=== Source ===

^^^^

It’s only when we choose to have a collective stand as a nation to fight those who have violently invaded us with evil intentions to steal from the weak and poor, that we will prevail.

Epictetus once said: “The greater the difficulty, the more glory in surmounting it. Skillful pilots gain their reputation from storms and tempests.”

So to the many Chizumas out there I pray that you will find courage in knowing that good will always trump evil.

There is so much joy and satisfaction in knowing that you are standing on the right side of history.

In his speech when the President addressed the nation concerning the same scandal, he indicated a complete departure from what the Attorney General had effectuated as Amnesty.

‘Few untouchables’

The timing was very poor and looked more like a serious manoeuvre just to stop the justice mechanisms and create another set of rules for the few untouchables.

Whether the AG had a genuine reason to do that, we don’t know.

But the fact that he did it without any legal backing and in such a way that was not in tandem with the ACB, on its own it sets a terrible precedent.

Thank you Mr President for walking back from that unpopular stand and respecting the will of the majority.

We have to remember that no one is above the law, and everything that our leaders are doing has to be guided by the law.

In this case, the AG’s overreach superseded that of the president, the DPP, the courts and parliament.

Thabo Chakaka became the law.

And to make things worse, Malawians were not even consulted.

The underpinning of international amnesty law dictates that authorities must first establish and publicly acknowledge the facts about the crimes committed.

^^^^

=== Objective 1 ===
Copy the passage of the commentary from "It’s only when" up to and including "we will prevail.".

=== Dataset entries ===
^^^^

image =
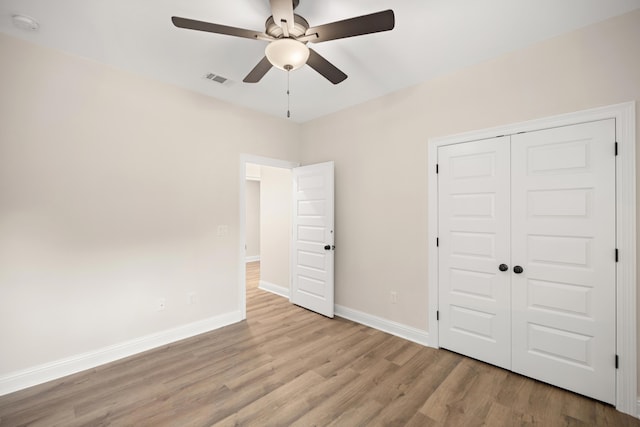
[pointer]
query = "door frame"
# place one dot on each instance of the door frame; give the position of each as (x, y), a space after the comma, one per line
(626, 302)
(242, 226)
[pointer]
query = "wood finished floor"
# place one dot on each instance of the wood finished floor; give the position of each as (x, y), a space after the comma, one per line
(286, 366)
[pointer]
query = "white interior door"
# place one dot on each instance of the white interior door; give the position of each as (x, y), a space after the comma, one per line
(563, 236)
(473, 223)
(313, 238)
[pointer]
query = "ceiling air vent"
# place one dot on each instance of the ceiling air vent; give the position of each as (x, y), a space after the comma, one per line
(215, 78)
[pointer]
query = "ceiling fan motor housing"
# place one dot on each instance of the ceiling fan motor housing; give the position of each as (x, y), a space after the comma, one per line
(299, 28)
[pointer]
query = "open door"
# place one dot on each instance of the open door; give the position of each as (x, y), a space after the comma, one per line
(313, 238)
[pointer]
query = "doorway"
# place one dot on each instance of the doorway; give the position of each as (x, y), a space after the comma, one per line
(265, 226)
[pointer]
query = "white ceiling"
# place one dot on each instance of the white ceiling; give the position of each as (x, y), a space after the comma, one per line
(431, 38)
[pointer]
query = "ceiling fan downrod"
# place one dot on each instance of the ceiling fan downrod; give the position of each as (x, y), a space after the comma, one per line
(288, 68)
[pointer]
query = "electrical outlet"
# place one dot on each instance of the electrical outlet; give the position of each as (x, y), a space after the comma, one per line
(191, 298)
(223, 230)
(394, 297)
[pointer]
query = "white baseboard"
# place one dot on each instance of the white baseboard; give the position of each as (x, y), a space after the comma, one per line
(50, 371)
(394, 328)
(274, 289)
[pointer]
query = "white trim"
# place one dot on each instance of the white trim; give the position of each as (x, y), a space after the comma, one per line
(242, 235)
(274, 289)
(394, 328)
(626, 379)
(70, 365)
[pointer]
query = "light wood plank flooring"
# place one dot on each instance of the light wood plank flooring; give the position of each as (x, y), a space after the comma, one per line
(287, 366)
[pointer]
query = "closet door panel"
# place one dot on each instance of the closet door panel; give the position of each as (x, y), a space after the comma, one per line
(563, 235)
(473, 222)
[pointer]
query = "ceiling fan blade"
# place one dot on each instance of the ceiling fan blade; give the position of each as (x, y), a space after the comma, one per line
(258, 71)
(324, 67)
(282, 10)
(365, 24)
(209, 27)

^^^^

=== Objective 2 ===
Give only the number of lines in the rows that contain the string "white".

=== Finished answer 1 ===
It’s only when we choose to have a collective stand as a nation to fight those who have violently invaded us with evil intentions to steal from the weak and poor, that we will prevail.

=== Finished answer 2 ===
8